§ Aufgaben:
1) Prüfen Sie, ob die folgenden Aussagen mit dem Text über den Neujahrsempfang der Handwerksinnung übereinstimmen. Antworten Sie jeweils mit Ja oder Nein und zitieren Sie die entscheidenden Worte des Textes wörtlich. (a) Margit Rosentritt führt seit 38 Jahren einen eigenen Friseursalon in Schweinfurt. (b) Der Neujahrsempfang war der erste seit der Corona-Pandemie. (c) Die damals gewährten Hilfen müssen im Zweifel bis Ende März 2023 zurückgezahlt werden.
2) Schreiben Sie den Text über den Neujahrsempfang der Handwerksinnung im Anschluss an seinen letzten Satz weiter.

§ Text des Dokuments:
------------------------------
Margit Rosentritt, Kreishandwerksmeisterin in Schweinfurt und seit 38 Jahren als Friseurmeisterin mit eigenem Salon in der Stadt, ist bekannt für ihre offenen Worte. Beim Neujahrsempfang der Handwerksinnung, dem ersten seit der Corona-Pandemie, hatte sie zahlreiche Themen, bei denen vor allem dem anwesenden Bundestagsabgeordneten Markus Hümpfer (SPD) und dem bayerischen Innen-Staatssekretär Sandro Kirchner (CSU) die Ohren geklingelt haben dürften. Die Kritik war deutlich und wurde von den Gästen – jedenfalls denen aus dem Handwerk – mit teils langem Applaus beschieden.
Rosentritt hatte drei wesentliche Themen, die dem Handwerk das Leben schwer machen und bei denen sie Entscheidungen der Politik in München und Berlin als Ursache sieht. Ein großes Thema, das tausende Betriebe in ganz Bayern betrifft, ist ein vor Weihnachten versandtes Schreiben der Bezirks-Regierungen. Jeder Betrieb, der direkt zu Beginn der Corona-Pandemie im März 2020 von den damals vom Bund ausgegebenen Hilfen profitierte, ist aufgefordert zu prüfen, ob es tatsächlich einen Liquiditätsengpass gab oder nicht. Im Zweifel müssen die damals gewährten Hilfen bis Ende Juni 2023 zurückgezahlt werden.
------------------------------
§ Inhalt des Datensatzes:
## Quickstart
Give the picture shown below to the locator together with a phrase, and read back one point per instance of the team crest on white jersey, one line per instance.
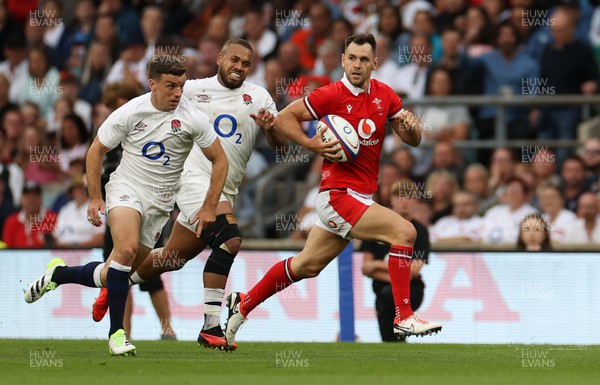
------------------------------
§ Lösungen:
1)
(a) Ja: „seit 38 Jahren als Friseurmeisterin mit eigenem Salon in der Stadt“
(b) Ja: „dem ersten seit der Corona-Pandemie“
(c) Nein: „Im Zweifel müssen die damals gewährten Hilfen bis Ende Juni 2023 zurückgezahlt werden.“

2)
Der Punkt für Rosentritt und viele Kolleginnen und Kollegen ist die Änderung der Regeln zweieinhalb Jahre später: Denn zum Zeitpunkt der Beantragung der Hilfen 2020 durften Personalkosten mit einberechnet werden. Jetzt nicht mehr. Dazu kam das Berufsverbot während der Lockdown-Phasen für Firmen, die Dienstleistungen am Kunden ausführten.
"Was sagt das über die Glaubwürdigkeit der Politik und die Wertschätzung gegenüber dem Handwerk aus?", fragte Rosentritt und zitierte den früheren bayerischen CSU-Ministerpräsidenten Franz-Josef Strauß: "Wenn der Kopf im Herd und die Füße im Gefrierfach sind, hat der Bauch die richtige Temperatur, der Mensch ist aber tot."
Bürokratie und Gesetze lassen Handwerker teilweise verzweifeln
Zwei weitere Themen, die nicht nur dem Handwerk, sondern auch Handel, Gastronomie und Industrie umtreiben: Fachkräftemangel und Bürokratie. Rosentritt betonte, gerade das Handwerk sei der entscheidende Faktor zum Gelingen der dringend nötigen Energiewende. Deswegen sei es wichtig, für Fachkräfte und Ausbildung zu werben, aber auch von Seiten der Politik faire Rahmenbedingungen zu schaffen.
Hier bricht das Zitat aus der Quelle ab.